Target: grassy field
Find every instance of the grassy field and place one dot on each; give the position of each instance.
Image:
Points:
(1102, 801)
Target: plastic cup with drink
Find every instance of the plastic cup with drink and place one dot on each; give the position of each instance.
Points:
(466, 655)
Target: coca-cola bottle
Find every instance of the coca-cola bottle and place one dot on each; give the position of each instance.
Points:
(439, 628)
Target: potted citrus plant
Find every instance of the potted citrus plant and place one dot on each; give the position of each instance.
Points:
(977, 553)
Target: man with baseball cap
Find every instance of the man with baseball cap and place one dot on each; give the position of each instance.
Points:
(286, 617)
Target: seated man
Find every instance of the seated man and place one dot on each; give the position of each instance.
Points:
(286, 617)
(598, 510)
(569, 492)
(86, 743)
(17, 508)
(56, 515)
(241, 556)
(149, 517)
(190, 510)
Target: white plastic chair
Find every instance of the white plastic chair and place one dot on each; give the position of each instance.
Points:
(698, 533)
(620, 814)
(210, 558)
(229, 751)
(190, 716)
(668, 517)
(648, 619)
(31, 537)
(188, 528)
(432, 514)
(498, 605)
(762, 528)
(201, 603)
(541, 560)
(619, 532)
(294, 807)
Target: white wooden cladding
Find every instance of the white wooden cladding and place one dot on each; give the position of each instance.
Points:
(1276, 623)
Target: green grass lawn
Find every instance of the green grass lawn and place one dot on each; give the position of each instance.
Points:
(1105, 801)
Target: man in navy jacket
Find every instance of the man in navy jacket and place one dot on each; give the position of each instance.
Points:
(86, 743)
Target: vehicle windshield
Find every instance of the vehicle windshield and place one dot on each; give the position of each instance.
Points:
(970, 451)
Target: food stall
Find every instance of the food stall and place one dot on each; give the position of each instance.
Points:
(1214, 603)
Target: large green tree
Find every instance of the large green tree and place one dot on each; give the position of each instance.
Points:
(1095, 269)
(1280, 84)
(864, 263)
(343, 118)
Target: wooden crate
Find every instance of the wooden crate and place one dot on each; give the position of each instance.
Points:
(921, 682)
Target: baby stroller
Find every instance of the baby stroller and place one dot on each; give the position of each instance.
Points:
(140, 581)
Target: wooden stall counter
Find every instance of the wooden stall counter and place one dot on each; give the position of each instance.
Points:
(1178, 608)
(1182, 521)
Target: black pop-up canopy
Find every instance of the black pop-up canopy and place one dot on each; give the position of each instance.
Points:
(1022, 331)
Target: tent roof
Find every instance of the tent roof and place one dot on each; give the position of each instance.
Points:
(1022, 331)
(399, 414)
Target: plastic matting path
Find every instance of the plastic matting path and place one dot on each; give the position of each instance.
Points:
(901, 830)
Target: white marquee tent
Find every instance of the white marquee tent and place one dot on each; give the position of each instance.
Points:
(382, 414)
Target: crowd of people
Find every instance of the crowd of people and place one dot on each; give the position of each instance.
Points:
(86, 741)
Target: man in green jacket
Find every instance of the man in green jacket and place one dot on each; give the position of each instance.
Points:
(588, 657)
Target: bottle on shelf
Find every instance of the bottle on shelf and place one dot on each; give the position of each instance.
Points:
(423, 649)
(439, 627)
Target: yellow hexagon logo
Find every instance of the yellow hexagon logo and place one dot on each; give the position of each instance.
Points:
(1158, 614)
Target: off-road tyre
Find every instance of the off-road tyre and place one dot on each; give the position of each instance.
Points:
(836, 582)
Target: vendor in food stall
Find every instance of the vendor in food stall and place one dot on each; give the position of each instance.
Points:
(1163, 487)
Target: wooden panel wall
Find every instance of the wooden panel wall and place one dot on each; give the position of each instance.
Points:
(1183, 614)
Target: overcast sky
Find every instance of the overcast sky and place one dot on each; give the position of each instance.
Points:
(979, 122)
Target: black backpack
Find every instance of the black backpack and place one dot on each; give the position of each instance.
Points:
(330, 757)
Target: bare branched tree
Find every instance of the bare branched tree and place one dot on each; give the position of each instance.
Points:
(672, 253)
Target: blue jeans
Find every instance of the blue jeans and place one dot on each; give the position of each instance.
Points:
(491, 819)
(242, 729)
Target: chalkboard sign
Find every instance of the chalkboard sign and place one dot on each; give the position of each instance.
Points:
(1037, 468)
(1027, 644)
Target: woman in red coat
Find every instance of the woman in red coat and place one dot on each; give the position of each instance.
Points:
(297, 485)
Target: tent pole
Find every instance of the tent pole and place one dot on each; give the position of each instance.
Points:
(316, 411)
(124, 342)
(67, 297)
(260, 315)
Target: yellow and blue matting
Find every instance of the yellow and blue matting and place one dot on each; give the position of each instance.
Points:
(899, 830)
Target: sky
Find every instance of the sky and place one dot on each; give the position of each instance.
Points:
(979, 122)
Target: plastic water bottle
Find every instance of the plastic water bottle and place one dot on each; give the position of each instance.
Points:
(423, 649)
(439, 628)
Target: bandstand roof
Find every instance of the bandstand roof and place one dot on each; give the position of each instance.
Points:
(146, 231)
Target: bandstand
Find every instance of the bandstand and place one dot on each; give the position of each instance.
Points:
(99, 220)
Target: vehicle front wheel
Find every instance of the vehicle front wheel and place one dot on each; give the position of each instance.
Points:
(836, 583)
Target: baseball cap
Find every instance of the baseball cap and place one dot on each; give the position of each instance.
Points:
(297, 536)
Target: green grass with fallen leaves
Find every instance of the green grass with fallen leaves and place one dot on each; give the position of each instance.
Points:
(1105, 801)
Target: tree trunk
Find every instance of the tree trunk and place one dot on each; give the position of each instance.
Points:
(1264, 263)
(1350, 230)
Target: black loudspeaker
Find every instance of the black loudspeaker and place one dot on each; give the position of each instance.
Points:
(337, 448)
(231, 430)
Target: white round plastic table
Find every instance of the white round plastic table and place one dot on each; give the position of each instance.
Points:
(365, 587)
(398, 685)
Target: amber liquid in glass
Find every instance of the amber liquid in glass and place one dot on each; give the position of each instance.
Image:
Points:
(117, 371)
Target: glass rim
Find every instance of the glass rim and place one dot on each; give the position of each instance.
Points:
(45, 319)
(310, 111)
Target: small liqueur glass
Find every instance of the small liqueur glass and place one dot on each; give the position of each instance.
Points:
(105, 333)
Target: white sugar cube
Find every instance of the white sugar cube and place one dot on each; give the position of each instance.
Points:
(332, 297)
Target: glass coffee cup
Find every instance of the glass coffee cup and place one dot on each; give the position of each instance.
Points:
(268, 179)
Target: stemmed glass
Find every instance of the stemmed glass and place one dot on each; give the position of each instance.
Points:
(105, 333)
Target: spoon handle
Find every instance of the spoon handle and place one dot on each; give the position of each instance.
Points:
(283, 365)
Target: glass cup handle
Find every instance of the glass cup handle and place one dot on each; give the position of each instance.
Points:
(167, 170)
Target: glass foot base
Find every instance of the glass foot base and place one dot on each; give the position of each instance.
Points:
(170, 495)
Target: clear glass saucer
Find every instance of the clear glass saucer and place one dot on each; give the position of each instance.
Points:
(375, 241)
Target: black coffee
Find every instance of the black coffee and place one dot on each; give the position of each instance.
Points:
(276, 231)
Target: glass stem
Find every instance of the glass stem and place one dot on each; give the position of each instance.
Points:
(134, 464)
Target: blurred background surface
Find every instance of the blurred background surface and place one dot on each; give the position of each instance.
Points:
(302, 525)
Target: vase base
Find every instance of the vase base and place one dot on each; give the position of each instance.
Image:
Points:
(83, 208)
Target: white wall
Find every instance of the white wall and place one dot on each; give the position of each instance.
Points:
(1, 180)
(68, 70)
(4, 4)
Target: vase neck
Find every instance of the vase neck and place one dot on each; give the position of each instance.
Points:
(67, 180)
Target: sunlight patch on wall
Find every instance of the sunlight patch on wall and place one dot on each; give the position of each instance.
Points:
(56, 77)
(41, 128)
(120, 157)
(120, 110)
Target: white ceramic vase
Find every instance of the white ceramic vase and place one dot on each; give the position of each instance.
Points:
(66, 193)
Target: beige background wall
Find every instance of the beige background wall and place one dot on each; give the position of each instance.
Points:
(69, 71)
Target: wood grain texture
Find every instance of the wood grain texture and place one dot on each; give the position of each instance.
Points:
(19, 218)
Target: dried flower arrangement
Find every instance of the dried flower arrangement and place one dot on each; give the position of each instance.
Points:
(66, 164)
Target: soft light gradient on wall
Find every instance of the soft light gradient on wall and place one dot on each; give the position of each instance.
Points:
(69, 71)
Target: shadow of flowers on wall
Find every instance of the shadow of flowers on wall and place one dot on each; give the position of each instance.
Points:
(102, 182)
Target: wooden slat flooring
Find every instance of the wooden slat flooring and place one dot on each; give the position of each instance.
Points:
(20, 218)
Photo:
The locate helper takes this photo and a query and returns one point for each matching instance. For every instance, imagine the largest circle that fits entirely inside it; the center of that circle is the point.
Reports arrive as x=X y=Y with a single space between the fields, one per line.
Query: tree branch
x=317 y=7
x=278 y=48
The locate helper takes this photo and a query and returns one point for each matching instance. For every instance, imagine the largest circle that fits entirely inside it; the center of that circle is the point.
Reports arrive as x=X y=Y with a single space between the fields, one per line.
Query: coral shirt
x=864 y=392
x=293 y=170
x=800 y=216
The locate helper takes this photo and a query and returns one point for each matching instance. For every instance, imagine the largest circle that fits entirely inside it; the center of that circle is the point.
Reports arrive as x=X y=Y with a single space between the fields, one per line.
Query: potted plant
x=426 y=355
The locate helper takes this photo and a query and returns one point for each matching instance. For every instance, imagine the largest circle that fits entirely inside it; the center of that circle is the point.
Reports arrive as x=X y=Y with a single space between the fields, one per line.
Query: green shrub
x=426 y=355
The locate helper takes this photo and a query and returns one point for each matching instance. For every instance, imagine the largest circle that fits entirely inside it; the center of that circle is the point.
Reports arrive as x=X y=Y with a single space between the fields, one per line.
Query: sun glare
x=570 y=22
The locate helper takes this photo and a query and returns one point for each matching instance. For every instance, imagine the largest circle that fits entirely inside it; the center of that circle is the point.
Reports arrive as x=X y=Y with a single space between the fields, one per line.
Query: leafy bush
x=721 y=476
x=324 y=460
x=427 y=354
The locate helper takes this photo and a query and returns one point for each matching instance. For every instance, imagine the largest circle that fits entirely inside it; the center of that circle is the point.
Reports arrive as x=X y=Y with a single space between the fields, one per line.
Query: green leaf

★ ★ ★ ★ ★ ★ ★

REQUEST:
Report every line of the records above that contains the word "amber", copying each one in full.

FULL ANSWER:
Target: amber liquid in glass
Find every instance of the amber liquid in glass and place one dot on each; give the position of each instance.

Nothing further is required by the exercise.